Testo:
Nel marzo 2023, un articolo del Financial Times ha fatto il giro del mondo e provocato diverse polemiche, sui media e nelle discussioni a tavola. Nel testo di Marianna Giusti lo storico Alberto Grandi (autore di Denominazione di origine inventata, Mondadori 2020) racconta come ha, per usare un termine moderno, “debunkato” la cucina italiana.
A Grandi è stato rimproverato di aver osato toccare, tra le altre cose, la storia della pizza e quella della carbonara, la prima sì di origine partenopea, ma rientrata in Italia così come la conosciamo “importata” da immigrati dagli Stati Uniti; la seconda, invece, la dobbiamo in tutt’altra forma, alle truppe anglo-americane che hanno partecipato alla liberazione dell’Italia dal nazifascimo nel 1944-45.
Il lavoro di Grandi, grazie all’esposizione mediatica che ne è seguita, ha aperto una sorta di vaso di Pandora: ha toccato il cuore di una forma di sciovinismo alimentare che permea tutta la nazione e lo spettro politico italiani, più attaccati all’idea che “la cucina italiana è la migliore del mondo” — idea sostenuta e portata anche dal marketing — che al Diritto romano o all’arte rinascimentale.
Quest'idea non è né neutra, né innocua, ma è un aspetto di quello che viene chiamato “banal nationalism": “Il gastronazionalismo è una delle forme, molto insidiosa, di questo ‘nazionalismo banale’ perché incontra una certa indulgenza, scambiato per orgoglio patriottico. Ma non è difficile vedere i segni della deviazione nazionalista riguardo al cibo”, spiega Michele Antonio Fino, che insegna Fondamenti del Diritto europeo, Food Law ed Ecologia giuridica all’Università di Scienze gastronomiche di Pollenzo (fondata da Slow Food) e autore di Gastronazionalismo (Peole, 2021), insieme a Anna Claudia Cecconi.
Se sul gastronazionalismo come fenomeno ancora non esistono consistenti studi accademici, sosteneva nel 2020 la sociologa britannica Atsuko Ichijo, al contrario, gli studi sul cibo e sulla sua valenza culturale sono diversi.
Per esempio sul rapporto tra “bianchezza” e cibo francese, ha lavorato la sociologa Mathilde Cohen. Nel 2010 la sociologa Michaela Desoucey ha pubblicato un testo, Gastronationalism: Food Traditions and Authenticity Politics in the European Union (American Sociology Review) proprio per analizzare questo fenomeno in Europa.

Cosa fare: Continua il testo sul gastronazionalismo a partire dalla fine dell'ultima frase. Per questo lavoro i record non servono.

Righe salvate:
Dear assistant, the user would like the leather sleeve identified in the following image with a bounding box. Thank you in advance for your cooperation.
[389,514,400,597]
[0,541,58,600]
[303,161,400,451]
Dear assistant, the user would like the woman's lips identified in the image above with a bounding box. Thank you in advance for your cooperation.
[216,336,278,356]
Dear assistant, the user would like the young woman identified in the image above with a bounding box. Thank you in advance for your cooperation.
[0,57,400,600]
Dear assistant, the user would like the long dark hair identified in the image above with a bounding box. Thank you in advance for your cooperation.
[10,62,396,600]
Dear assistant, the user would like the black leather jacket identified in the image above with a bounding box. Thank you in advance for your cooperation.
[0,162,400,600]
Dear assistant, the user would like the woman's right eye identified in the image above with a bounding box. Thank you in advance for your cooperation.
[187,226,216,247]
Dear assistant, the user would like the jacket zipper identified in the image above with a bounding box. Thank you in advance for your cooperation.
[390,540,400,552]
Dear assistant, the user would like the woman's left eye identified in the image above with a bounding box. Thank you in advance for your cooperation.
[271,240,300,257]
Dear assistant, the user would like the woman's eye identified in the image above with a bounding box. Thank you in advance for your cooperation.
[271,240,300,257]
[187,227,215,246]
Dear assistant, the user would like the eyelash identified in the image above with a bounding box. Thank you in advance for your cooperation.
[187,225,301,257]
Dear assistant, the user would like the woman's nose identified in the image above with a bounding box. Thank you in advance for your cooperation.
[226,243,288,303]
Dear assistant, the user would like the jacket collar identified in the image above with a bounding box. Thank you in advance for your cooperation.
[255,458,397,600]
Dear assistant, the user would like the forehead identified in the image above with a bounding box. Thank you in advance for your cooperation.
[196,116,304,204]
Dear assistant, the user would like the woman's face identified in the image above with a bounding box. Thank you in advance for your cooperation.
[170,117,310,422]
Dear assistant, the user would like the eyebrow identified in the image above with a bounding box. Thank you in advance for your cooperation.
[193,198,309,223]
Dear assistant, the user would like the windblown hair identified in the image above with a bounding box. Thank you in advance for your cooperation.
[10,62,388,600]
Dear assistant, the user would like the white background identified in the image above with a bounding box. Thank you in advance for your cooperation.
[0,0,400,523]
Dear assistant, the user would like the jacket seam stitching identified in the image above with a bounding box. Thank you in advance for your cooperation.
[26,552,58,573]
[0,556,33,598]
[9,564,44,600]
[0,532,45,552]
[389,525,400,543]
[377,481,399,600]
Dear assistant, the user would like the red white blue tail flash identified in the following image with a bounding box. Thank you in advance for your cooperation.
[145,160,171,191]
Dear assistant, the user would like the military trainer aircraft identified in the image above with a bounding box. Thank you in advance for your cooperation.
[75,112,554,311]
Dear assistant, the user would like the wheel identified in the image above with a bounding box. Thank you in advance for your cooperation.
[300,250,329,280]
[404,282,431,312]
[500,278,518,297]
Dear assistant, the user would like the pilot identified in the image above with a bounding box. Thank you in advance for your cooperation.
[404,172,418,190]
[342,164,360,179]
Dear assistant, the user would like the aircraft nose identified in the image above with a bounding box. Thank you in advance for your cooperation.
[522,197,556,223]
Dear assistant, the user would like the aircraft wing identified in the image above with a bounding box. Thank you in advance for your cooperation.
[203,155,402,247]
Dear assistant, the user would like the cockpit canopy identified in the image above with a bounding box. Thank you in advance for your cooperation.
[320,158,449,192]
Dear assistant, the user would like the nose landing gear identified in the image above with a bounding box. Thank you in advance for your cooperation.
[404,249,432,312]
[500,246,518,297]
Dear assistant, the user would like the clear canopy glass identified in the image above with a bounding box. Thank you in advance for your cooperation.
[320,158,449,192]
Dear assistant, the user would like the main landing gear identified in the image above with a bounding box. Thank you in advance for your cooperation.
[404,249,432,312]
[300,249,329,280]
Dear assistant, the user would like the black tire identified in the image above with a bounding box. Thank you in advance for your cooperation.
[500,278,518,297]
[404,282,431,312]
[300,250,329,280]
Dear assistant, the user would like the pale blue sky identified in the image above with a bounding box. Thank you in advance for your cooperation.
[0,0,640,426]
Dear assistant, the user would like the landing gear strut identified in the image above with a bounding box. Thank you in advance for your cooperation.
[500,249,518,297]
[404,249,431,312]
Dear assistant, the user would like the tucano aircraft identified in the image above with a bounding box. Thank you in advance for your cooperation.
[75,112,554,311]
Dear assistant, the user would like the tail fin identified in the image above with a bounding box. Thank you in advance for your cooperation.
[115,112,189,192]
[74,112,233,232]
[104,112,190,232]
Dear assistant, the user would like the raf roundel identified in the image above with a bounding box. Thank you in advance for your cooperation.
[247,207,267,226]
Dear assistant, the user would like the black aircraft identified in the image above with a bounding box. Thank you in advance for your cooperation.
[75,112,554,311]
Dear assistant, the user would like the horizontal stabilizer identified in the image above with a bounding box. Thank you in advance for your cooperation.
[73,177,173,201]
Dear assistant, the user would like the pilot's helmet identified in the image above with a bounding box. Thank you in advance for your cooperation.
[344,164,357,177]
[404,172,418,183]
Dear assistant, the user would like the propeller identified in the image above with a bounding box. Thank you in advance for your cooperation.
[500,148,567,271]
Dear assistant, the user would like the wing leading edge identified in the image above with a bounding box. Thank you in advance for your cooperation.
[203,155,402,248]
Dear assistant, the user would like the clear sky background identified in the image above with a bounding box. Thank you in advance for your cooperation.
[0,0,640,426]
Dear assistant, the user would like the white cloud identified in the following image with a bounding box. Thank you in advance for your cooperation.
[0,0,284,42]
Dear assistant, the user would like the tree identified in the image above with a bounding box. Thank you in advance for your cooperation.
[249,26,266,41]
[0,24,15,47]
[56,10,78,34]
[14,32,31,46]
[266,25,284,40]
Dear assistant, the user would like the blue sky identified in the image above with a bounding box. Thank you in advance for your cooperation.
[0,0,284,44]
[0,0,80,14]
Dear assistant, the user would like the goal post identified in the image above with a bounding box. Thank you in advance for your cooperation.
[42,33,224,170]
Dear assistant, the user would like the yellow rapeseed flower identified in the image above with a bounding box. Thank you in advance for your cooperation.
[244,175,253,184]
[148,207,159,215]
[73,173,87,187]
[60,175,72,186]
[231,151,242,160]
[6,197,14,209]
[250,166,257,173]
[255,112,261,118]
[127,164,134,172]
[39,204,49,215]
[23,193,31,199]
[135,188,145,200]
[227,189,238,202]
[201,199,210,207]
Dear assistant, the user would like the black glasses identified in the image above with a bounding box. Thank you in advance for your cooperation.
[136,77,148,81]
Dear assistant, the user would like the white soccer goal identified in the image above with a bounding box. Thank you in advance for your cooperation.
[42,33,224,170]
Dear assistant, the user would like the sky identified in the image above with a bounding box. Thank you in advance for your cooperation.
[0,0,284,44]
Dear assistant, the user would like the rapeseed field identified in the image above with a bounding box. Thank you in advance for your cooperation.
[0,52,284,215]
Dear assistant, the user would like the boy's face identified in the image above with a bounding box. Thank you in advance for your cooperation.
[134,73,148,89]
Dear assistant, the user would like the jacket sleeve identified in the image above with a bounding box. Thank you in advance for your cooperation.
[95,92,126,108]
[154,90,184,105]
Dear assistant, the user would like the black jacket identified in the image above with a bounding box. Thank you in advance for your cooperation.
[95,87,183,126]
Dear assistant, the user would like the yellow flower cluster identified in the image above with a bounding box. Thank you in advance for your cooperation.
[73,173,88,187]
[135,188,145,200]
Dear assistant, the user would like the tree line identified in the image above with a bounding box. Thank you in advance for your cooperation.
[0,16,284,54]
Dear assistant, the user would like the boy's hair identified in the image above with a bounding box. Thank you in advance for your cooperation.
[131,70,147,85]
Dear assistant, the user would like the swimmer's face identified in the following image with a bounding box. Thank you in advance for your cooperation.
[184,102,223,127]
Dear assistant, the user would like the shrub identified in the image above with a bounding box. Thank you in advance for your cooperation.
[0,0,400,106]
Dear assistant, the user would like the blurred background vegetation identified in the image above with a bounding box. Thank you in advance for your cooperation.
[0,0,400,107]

Risultato:
È apparso anche il termine “gastronativismo”, coniato da Fabio Parasecoli, che insegna Food Studies al Nutrition and Food Studies Department dell’Università di New York (autore di Gastronativism: Food, Identity, Politics, Columbia University Press, 2022): “Questo concetto puo’ aiutare ad esprimere le tensioni intorno al cibo, come questo viene utilizzato ideologicamente in politica, anche all’interno di una stessa nazione per distinguere classi, religioni, etnie…”, spiega Parasecoli. Insomma, per sostenere “chi appartiene a una comunità... e chi no”.
Cibo e tradizione, a destra tutta?
Il passaggio dalla forchetta alla difesa valori tradizionali è breve: la “difesa dei nostri prodotti è una battaglia di civiltà: in politica su tutto si può mediare, ma qui il made in Italy o è o non è” dichiarò per esempio l’allora ministro dell'interno italiano (oggi ai trasporti) e leader di estrema destra Matteo Salvini.
“Chi ha a cuore le tradizioni alimentari e ne vuole conservare memoria e esercizio, non è nazionalista, lo diventa nel momento in cui associa a questa volontà l'affermazione della superiorità delle proprie tradizioni rispetto a quelle di altri popoli e paesi”, aggiunge Fino, che parla di “linguaggio suprematista nel cibo”.
“Qual è il vero cibo italiano? La domanda importante politicamente qui è ‘chi è il vero italiano? Chi è il vero danese? Chi è il vero francese? Se mangi couscous sei un vero italiano? Se mangi tabbouleh sei un vero francese’?”, chiede Fabio Parasecoli.
Possiamo citare sempre Salvini, che denunciava nel non così lontano 2019 i tortellini senza carne di maiale come un atto di cancellazione della “nostra storia”. O, per esempio, la Festa del maiale, reintrodotta ad Hayange, nell’est della Francia in chiave anti musulmana da sindaco del Rassemblement national (estrema destra) Fabien Engelmann (ancora in carica) già nel 2014 : “Una festa come questa fa la selezione”, “L’occasione di passare una giornata con persone che la pensano come noi”, “Qui almeno non li vediamo, tutti quelli che escono dalla moschea in abiti tradizionali, burka etc”, riferiva Le Monde, andato ad intervistare i partecipanti alla terza edizione della festa.
Quello che mangiamo partecipa alla costruzione sociale e culturale di quello che siamo e, insieme ad altri elementi, alla costruzione identitaria nazionale; e lo stato, spesso, ci mette lo zampino.
Un esempio tra gli altri, la “bibbia” della cucina italiana, L’arte di mangiar bene di Pellegrino Artusi, fu editata nel periodo risorgimentale, o ancora il Manifesto della cucina futurista in epoca fascista.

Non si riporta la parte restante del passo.